- Exercise prompt -
Format as a JSON list of strings the lines from the line containing "Prompted segmentation: an" through the line containing "box: [373, 566, 501, 652]", one string per line and blank lines omitted.

- Material to process -
○ ○ ○ ○ ○ ○ ○

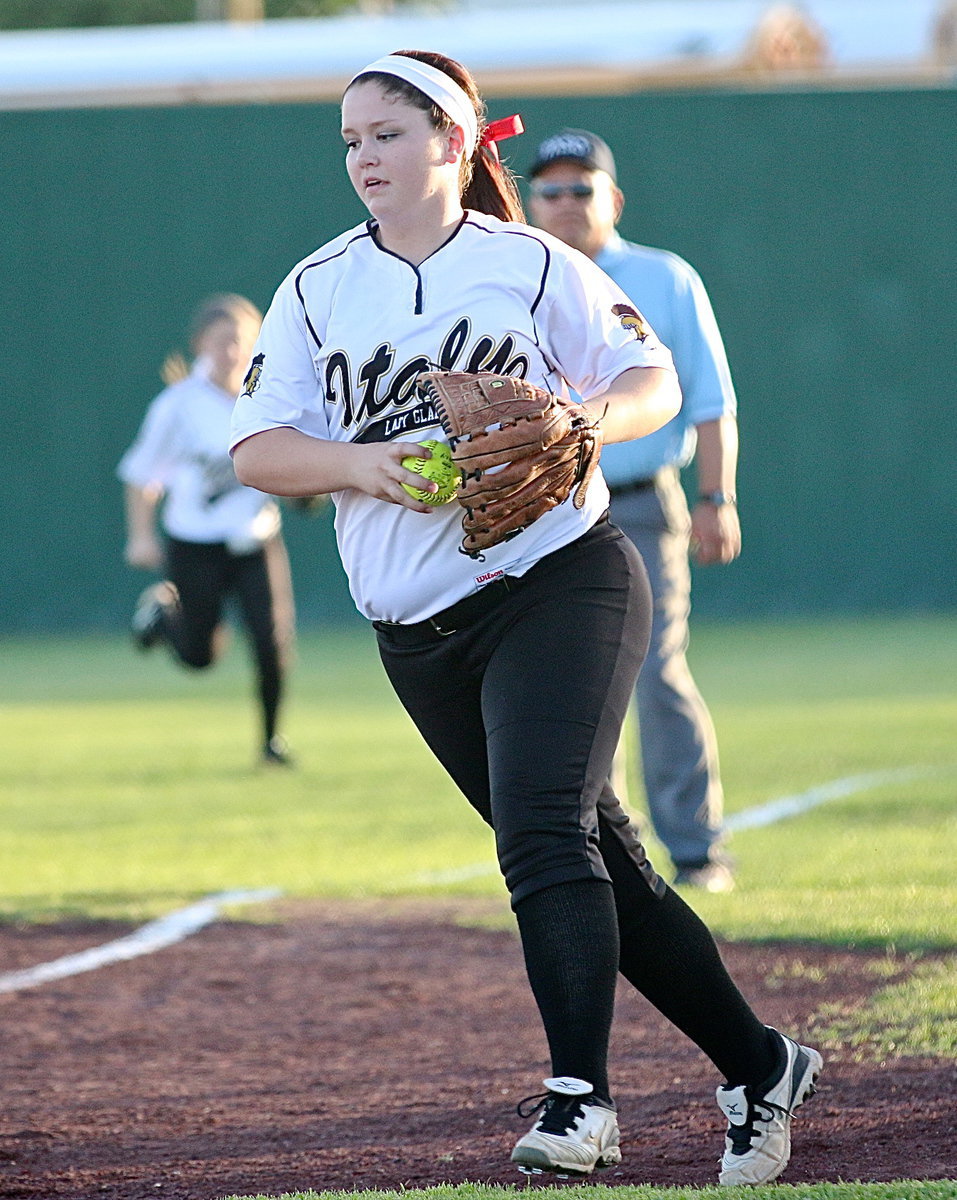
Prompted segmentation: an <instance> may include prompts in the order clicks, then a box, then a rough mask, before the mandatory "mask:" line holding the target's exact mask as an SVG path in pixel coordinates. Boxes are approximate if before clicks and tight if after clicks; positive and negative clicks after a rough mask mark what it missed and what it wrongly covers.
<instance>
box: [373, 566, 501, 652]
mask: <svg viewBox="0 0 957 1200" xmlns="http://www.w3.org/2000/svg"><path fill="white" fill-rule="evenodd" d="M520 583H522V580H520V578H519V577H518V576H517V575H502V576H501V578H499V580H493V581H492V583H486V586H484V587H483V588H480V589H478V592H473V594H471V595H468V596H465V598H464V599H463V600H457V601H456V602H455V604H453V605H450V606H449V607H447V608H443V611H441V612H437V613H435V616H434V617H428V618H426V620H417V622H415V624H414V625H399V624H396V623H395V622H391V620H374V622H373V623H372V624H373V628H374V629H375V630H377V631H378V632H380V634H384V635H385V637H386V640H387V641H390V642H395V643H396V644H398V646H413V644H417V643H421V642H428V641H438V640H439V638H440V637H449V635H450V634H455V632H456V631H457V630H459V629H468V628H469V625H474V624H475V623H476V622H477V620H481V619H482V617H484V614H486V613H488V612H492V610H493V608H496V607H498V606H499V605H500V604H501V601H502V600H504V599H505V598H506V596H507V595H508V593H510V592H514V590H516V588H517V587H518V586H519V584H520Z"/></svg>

○ ○ ○ ○ ○ ○ ○

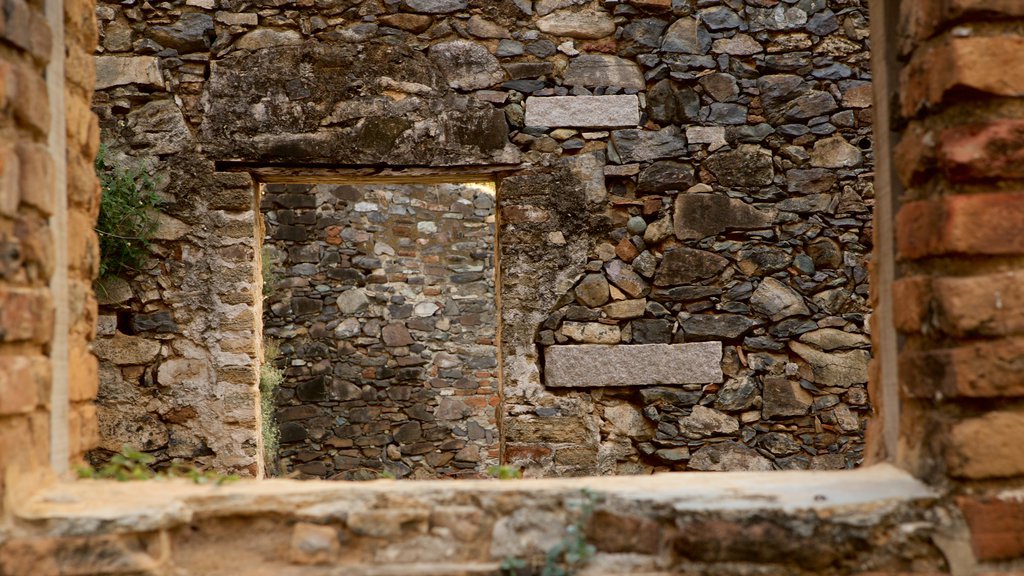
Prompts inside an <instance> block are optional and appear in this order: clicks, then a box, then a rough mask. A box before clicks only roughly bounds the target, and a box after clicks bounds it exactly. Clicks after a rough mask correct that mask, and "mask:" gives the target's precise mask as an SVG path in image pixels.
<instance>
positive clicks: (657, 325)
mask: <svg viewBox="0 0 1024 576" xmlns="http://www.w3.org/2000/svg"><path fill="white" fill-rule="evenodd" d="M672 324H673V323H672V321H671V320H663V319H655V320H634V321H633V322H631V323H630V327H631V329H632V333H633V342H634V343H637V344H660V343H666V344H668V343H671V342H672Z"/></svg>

○ ○ ○ ○ ○ ○ ○

- Output -
[
  "Prompted segmentation: an <instance> may include prompts in the order clicks, then a box, then a rough mask, before the mandatory \"mask:\" line holding the target's exact mask as an SVG path in pixel coordinates. Boxes are approximate if before clicks and tight if after clicks; positive and negative clicks after a rough mask mark what it missed and what it wrongly covers.",
  "<instance>",
  "box: [373, 566, 501, 652]"
]